SUPPLIED DATA

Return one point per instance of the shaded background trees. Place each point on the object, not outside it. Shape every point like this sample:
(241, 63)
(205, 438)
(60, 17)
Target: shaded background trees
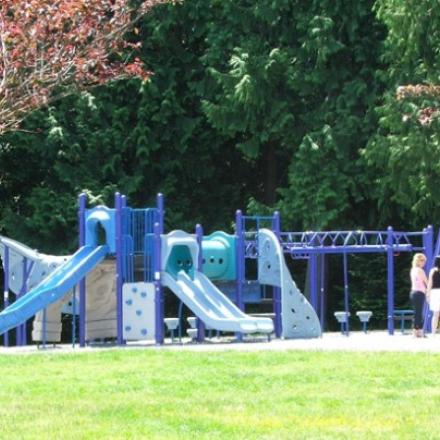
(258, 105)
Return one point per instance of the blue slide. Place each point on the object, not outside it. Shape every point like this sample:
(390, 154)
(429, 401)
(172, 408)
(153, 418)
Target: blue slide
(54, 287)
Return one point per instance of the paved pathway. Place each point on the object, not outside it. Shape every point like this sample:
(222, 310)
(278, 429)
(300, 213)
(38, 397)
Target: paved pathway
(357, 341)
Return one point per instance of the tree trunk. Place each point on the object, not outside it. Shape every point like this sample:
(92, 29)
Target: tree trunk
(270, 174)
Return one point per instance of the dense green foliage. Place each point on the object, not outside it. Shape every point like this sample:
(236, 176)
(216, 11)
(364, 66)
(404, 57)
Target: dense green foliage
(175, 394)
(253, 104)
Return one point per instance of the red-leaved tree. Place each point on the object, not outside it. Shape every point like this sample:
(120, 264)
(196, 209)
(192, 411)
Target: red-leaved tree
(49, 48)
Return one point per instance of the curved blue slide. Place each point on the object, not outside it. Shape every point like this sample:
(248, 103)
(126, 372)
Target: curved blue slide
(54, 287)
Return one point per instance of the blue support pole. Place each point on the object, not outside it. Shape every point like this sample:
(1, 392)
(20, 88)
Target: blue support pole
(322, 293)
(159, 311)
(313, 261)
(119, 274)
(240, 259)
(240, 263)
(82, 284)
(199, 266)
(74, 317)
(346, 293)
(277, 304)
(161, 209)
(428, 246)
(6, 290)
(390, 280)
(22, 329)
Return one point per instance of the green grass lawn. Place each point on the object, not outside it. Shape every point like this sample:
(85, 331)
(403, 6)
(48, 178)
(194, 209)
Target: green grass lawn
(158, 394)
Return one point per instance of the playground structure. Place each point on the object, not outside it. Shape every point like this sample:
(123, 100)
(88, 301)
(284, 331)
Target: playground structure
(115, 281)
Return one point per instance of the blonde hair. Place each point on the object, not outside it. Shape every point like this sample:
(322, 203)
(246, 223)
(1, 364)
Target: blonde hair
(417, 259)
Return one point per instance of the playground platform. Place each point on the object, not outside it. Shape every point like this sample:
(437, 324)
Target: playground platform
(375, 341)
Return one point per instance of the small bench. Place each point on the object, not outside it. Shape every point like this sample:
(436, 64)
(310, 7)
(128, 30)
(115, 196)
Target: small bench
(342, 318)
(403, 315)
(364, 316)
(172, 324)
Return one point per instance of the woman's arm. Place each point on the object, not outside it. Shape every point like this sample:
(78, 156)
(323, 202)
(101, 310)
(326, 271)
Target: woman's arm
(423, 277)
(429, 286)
---
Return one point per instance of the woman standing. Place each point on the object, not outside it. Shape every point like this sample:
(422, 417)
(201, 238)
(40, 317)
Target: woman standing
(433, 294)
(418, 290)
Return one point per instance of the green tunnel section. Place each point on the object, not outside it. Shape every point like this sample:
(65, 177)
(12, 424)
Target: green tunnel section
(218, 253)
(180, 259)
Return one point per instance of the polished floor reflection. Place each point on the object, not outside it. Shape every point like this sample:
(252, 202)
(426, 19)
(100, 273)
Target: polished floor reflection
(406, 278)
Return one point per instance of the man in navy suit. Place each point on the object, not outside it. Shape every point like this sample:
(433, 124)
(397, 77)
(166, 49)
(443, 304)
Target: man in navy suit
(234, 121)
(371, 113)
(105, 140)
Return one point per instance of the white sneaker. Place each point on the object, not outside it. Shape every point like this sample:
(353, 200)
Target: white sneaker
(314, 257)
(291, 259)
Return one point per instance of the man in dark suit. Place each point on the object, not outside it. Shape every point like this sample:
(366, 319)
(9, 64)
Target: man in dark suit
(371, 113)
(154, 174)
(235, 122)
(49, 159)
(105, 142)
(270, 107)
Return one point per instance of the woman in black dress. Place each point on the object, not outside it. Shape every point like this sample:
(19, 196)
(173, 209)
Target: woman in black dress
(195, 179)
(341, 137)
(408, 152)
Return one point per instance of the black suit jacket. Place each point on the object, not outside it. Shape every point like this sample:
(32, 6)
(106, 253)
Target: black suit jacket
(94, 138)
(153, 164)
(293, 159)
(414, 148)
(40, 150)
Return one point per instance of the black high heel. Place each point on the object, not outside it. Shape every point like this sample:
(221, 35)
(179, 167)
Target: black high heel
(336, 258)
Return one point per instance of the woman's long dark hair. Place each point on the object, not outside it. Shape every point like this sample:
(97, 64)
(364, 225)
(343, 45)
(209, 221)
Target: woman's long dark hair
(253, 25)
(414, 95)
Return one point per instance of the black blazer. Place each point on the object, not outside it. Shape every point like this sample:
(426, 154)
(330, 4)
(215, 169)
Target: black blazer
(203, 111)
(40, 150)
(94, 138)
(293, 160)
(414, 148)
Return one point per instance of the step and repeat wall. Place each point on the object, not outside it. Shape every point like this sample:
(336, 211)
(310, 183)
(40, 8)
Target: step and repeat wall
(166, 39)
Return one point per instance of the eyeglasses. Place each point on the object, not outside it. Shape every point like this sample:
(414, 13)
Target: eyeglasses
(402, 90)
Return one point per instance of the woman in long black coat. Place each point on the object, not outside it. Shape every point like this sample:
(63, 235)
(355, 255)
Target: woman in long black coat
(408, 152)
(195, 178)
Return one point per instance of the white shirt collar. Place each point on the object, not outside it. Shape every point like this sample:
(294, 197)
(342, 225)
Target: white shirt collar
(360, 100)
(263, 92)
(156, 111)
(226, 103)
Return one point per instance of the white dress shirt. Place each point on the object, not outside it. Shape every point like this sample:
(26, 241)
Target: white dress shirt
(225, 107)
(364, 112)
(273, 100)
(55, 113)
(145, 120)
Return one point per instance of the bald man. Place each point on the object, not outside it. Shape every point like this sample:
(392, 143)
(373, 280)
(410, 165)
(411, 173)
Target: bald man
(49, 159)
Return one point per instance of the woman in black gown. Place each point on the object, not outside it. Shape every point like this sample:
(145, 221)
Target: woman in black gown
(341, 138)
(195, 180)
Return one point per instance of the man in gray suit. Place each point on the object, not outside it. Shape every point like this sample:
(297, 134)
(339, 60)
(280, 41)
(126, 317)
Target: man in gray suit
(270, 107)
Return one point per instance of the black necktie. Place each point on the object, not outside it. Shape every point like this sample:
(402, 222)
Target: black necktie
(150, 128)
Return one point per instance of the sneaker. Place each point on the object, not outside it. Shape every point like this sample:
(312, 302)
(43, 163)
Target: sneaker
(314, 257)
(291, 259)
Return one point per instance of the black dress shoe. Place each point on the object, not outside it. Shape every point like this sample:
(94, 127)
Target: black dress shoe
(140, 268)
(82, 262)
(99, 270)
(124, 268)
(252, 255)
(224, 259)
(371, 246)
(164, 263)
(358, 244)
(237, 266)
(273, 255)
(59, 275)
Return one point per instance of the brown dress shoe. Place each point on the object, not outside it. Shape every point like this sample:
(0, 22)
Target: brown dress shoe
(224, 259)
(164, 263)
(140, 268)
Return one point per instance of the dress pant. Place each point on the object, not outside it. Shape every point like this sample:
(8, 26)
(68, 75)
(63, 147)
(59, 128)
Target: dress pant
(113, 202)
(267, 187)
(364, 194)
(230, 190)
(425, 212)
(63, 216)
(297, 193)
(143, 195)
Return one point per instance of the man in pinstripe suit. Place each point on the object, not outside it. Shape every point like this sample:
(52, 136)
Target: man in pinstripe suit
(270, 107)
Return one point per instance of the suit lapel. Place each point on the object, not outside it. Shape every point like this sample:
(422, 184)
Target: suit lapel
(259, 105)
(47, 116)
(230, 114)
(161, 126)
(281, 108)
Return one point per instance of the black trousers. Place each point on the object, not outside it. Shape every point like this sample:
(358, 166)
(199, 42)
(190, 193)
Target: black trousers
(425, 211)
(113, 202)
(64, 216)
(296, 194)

YOUR OBJECTIVE
Leave out every picture, and copy exactly the lines above starting at the one holding "Return one point per instance of the shaded" and ending at the one holding "Return one point per instance of the paved", no more and no less.

ANSWER TO THE PROBLEM
Return one point per instance of the shaded background trees. Place each point on the object, not outside it. Shape every point like this sample:
(241, 63)
(205, 438)
(60, 17)
Target: shaded background trees
(258, 105)
Return one point per instance of the blue slide. Place each point on the object, not outside it. Shape every point like this sample:
(390, 154)
(429, 401)
(172, 408)
(153, 418)
Target: blue slide
(54, 287)
Return one point per instance of the paved pathway. Place each point on the object, not outside it. Shape every point like this sample:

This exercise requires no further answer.